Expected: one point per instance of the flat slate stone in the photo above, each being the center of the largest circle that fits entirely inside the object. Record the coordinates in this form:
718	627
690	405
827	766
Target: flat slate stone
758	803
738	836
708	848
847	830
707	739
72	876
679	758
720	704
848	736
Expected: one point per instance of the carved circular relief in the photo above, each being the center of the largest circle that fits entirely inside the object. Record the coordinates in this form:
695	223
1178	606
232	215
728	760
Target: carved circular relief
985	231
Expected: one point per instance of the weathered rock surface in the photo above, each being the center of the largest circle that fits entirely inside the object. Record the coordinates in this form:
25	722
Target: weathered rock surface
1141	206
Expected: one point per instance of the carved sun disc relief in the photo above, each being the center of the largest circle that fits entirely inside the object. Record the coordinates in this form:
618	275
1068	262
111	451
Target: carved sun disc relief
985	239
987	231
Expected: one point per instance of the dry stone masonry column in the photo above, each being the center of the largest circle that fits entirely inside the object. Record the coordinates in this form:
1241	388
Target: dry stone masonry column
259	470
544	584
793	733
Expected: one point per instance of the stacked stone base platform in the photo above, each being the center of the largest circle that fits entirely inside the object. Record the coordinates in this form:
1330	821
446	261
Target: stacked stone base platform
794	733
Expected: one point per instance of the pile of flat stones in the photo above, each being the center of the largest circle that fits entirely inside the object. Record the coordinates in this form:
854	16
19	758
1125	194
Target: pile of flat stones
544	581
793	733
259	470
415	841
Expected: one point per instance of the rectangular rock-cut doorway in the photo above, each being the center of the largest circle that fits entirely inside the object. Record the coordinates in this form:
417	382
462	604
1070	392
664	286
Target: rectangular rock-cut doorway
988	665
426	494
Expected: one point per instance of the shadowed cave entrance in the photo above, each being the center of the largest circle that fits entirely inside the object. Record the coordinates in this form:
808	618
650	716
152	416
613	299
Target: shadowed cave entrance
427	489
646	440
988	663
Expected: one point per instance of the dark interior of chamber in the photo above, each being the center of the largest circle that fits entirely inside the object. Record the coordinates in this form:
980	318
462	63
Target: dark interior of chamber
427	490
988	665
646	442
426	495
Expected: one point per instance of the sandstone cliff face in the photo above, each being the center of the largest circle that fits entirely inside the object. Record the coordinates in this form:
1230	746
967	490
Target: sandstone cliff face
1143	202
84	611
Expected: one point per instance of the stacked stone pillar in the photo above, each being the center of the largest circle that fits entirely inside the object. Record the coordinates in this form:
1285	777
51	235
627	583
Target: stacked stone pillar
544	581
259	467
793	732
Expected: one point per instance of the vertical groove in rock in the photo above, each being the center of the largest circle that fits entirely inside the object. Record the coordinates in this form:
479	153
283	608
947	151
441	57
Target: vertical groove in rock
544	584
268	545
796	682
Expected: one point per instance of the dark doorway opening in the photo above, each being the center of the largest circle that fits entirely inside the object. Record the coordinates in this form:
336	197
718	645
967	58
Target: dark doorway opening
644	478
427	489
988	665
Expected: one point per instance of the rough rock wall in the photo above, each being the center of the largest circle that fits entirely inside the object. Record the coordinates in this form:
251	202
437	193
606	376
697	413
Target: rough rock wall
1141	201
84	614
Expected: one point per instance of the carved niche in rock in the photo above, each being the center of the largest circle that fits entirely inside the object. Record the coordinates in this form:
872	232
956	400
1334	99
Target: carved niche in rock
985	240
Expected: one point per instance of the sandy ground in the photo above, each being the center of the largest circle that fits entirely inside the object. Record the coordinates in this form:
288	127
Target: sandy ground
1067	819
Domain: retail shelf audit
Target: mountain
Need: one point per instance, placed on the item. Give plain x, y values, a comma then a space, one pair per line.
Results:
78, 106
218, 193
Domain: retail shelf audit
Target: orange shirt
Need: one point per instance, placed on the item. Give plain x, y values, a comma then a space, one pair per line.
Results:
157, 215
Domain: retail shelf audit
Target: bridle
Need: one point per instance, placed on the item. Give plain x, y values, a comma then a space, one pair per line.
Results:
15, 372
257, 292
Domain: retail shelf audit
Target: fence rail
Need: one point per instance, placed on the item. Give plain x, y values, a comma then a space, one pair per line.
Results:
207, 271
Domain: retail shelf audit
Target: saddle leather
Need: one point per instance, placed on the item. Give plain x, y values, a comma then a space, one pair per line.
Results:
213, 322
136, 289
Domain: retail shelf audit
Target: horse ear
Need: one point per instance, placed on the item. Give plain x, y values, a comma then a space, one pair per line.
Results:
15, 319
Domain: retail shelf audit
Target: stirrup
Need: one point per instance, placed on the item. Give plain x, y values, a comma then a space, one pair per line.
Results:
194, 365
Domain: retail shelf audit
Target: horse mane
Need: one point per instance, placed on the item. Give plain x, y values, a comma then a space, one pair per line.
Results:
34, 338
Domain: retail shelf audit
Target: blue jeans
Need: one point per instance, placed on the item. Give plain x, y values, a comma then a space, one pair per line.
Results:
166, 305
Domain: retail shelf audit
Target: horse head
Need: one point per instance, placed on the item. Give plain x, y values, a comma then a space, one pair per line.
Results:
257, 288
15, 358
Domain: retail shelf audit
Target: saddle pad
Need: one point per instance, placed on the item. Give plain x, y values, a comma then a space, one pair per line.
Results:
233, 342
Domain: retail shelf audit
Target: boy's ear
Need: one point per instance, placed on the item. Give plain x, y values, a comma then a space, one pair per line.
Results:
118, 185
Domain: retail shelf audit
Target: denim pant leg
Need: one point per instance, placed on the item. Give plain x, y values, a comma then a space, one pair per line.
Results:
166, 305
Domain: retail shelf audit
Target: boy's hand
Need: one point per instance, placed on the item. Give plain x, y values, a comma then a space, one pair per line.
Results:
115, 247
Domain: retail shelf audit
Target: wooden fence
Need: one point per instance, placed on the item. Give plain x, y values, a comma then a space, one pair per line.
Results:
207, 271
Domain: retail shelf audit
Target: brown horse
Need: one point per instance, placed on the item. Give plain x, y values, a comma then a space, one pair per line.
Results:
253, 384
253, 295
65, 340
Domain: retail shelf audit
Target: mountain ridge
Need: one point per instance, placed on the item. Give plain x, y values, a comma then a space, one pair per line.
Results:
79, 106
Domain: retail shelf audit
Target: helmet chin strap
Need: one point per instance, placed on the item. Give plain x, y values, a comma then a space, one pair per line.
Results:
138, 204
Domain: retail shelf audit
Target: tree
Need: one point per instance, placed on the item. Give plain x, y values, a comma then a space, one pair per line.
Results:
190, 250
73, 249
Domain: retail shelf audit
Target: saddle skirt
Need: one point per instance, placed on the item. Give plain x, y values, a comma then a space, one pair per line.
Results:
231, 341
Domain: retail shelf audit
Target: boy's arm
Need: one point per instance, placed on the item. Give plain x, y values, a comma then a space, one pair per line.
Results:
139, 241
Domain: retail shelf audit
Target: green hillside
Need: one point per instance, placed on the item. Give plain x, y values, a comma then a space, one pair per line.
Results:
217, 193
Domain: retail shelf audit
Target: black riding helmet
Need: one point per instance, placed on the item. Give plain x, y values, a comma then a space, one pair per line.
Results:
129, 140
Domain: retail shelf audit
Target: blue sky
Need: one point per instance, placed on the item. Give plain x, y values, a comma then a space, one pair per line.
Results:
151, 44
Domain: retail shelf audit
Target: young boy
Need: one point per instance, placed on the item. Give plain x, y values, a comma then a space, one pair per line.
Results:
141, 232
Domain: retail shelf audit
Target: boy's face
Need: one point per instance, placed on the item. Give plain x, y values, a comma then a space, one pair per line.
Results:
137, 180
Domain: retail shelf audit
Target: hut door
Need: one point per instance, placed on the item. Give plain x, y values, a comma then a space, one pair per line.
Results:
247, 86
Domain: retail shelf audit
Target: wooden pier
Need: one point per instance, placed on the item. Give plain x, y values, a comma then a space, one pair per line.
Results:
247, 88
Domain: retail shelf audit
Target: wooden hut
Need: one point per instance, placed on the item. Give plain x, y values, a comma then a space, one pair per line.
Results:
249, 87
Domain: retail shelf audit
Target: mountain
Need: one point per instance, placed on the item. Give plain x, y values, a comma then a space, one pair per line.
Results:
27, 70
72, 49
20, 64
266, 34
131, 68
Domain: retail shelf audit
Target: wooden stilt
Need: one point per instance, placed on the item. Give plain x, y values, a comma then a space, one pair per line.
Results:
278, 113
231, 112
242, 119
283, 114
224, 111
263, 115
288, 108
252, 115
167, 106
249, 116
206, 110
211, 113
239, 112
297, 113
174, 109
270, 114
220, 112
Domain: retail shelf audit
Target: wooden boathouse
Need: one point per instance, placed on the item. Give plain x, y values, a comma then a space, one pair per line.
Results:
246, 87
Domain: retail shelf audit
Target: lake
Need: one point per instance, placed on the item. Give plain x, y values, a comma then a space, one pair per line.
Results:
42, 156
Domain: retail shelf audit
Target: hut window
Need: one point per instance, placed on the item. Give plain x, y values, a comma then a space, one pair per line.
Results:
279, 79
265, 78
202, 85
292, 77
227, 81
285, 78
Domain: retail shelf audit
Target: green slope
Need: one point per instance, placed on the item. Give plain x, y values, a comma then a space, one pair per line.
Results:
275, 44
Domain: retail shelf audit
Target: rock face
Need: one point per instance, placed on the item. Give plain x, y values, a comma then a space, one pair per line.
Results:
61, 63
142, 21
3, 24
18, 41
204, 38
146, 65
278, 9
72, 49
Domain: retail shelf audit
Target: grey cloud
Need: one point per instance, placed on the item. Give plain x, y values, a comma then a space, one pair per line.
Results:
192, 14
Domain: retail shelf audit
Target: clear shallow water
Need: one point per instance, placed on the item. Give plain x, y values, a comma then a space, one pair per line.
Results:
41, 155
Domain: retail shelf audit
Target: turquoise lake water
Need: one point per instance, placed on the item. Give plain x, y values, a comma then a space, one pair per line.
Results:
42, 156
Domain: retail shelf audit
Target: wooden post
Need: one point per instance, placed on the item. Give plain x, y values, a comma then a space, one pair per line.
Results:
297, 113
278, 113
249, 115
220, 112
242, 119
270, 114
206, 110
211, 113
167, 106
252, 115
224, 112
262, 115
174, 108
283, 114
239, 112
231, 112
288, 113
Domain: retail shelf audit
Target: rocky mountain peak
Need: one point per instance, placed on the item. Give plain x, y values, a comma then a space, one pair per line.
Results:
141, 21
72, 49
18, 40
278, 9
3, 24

-------

- **What is needed**: Gather every line of the material above that contains the word "circular", treating uppercase and lowercase letters as different.

- **Reply**:
Expected: one point per instance of the carved circular relief in the photo above, each being the center of the largest circle that fits entirely inside the object. Record the coordinates in this form:
Target: carved circular relief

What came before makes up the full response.